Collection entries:
══════════════════════════════
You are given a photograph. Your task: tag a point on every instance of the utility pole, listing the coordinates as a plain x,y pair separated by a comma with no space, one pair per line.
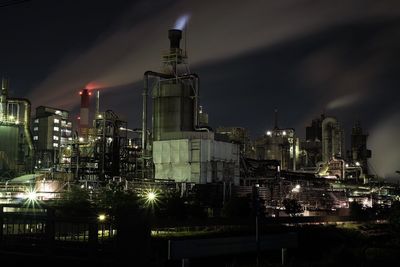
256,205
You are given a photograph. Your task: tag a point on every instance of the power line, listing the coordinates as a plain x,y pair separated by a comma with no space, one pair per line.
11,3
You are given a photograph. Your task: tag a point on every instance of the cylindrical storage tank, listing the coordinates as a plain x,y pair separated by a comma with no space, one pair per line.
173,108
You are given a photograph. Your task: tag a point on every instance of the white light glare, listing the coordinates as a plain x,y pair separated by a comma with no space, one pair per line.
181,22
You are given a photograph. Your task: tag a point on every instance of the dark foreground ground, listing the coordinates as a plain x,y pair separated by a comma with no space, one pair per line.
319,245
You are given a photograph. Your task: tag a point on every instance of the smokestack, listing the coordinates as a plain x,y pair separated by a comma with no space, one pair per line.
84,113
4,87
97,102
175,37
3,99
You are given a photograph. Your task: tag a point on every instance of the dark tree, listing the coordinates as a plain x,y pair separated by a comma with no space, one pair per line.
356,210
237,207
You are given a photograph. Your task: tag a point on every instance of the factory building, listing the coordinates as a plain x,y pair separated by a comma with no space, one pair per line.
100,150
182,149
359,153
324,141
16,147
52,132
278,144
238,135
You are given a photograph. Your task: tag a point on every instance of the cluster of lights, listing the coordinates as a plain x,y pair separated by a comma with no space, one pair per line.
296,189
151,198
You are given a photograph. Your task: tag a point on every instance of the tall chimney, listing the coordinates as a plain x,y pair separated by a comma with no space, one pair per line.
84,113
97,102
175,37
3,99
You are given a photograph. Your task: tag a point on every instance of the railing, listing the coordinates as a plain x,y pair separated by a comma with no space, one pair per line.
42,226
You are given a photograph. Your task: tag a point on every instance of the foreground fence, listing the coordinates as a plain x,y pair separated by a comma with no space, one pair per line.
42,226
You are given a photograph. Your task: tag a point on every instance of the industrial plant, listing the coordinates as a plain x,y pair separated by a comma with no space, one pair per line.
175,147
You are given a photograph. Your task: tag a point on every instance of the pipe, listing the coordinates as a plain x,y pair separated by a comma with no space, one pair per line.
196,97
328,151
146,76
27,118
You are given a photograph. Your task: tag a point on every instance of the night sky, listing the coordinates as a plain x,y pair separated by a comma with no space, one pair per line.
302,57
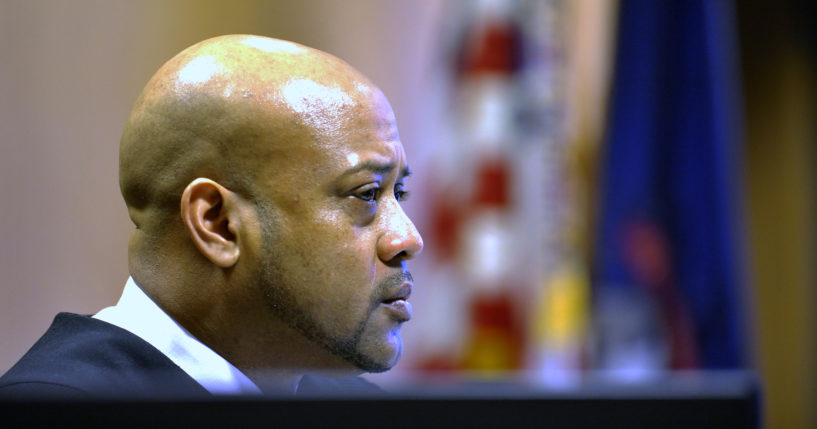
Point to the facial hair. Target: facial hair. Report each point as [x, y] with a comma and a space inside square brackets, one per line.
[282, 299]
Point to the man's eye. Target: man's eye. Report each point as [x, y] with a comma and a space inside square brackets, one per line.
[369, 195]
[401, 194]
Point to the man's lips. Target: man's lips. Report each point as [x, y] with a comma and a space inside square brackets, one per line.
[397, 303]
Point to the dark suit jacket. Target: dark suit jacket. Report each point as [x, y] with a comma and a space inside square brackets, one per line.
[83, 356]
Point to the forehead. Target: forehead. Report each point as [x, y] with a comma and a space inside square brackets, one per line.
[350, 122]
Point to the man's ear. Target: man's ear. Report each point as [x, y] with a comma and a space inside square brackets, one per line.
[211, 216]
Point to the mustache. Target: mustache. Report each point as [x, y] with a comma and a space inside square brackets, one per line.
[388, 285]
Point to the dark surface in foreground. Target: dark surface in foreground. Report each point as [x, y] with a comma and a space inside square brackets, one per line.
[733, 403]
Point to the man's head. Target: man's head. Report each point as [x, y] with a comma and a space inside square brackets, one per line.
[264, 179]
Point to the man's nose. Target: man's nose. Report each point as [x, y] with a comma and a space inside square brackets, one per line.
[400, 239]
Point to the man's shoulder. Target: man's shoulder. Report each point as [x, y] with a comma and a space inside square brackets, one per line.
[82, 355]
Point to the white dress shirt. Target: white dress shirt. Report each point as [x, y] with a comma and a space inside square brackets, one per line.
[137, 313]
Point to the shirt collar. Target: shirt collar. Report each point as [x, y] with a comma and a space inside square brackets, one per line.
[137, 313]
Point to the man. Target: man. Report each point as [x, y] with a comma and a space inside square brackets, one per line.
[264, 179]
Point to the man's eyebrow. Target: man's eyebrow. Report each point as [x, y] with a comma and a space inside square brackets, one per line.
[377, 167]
══════════════════════════════
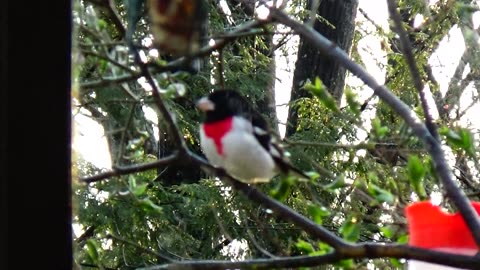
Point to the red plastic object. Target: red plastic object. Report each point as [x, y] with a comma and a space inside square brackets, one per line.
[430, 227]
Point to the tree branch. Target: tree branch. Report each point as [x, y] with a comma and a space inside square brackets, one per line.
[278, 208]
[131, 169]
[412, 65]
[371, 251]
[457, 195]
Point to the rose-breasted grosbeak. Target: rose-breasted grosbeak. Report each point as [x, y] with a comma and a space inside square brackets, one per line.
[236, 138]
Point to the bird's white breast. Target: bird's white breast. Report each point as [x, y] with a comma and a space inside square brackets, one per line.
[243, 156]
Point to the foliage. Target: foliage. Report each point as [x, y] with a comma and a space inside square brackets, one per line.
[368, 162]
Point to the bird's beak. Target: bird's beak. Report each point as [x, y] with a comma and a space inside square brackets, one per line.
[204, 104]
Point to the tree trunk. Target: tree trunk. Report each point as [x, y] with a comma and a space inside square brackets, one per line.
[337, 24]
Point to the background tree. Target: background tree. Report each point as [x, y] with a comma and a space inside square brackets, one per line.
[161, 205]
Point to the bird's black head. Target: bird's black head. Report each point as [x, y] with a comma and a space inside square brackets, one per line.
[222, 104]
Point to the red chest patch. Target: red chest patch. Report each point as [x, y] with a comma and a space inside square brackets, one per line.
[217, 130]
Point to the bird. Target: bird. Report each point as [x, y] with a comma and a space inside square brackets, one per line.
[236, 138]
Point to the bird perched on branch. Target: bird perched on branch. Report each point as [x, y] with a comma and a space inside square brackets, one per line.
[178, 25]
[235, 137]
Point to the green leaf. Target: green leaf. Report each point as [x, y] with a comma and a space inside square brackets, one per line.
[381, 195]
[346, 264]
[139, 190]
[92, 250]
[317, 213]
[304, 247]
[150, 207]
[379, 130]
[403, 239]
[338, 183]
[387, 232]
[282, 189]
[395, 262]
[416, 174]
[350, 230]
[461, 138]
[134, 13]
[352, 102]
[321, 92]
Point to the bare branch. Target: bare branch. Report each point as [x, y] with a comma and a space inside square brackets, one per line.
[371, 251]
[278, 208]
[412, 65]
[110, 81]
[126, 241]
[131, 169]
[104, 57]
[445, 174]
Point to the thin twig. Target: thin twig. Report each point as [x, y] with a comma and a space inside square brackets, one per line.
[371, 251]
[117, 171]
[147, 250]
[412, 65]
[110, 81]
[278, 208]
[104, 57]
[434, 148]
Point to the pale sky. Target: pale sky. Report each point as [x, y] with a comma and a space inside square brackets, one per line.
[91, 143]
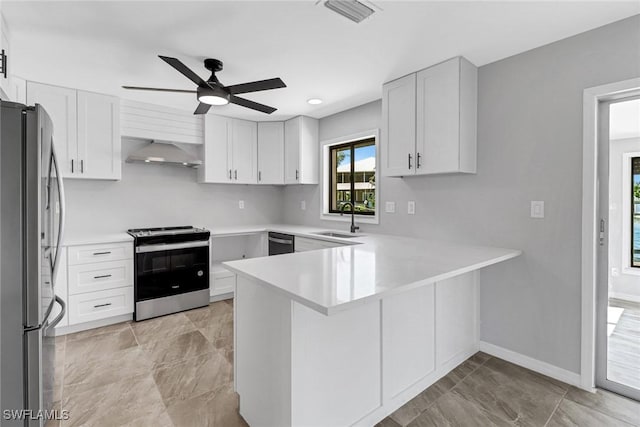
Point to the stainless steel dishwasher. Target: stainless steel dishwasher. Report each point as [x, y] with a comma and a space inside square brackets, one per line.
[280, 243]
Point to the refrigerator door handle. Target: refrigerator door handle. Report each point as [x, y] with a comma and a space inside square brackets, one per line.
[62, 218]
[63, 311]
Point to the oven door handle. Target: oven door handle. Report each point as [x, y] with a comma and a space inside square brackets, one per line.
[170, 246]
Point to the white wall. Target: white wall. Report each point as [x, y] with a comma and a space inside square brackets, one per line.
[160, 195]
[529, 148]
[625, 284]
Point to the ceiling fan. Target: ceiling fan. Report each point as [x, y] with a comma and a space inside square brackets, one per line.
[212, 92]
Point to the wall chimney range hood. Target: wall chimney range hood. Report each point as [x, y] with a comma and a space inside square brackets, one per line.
══════════════════════════════
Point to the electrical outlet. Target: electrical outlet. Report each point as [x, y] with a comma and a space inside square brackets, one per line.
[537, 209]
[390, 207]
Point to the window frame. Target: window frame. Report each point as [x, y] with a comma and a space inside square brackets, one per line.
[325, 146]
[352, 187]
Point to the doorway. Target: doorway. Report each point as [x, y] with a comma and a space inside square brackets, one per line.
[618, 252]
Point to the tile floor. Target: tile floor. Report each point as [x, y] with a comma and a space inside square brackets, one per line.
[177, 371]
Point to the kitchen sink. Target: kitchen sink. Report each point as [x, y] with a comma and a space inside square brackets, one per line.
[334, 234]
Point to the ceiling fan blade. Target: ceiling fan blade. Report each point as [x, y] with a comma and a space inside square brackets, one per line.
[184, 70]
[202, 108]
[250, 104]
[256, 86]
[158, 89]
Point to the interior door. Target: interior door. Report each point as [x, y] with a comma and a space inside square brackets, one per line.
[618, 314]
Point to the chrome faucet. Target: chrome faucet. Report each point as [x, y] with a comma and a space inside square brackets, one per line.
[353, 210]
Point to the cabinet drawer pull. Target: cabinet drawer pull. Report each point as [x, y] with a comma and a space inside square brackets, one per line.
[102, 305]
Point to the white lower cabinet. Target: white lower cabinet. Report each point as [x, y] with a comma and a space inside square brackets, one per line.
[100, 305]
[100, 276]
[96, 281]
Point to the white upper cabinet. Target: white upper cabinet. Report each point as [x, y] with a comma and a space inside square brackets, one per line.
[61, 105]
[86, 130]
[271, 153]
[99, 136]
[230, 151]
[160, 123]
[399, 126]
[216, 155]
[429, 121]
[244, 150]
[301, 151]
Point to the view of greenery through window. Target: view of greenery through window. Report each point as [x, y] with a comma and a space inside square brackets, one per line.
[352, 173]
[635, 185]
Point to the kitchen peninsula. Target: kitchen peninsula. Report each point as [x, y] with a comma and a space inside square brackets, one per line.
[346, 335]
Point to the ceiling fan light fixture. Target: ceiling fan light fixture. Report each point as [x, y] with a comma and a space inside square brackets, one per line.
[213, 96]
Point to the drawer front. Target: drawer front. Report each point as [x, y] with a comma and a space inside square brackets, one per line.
══════════════════════════════
WHAT IS BEING ASKED: From the records above, copy out the line with "Point to the kitchen peninsula.", the line with "Point to the drawer", and every line between them, word for word.

EXPECTED OUTPUT:
Point to the kitchen peninsula. Target: kitchen peninsula. Report each point as [x, y] with a comma and a space inside square brackets, one per line.
[346, 335]
Point to the ceiling fan light fixture. Target: ceiling fan light fixture. Report each point as [x, y] with a comma and a space inside square brackets, one per line.
[213, 96]
Point to the drawer front. Target: drawer front. Report each point as [x, y] with a comma and a space inside square brackets, one per line.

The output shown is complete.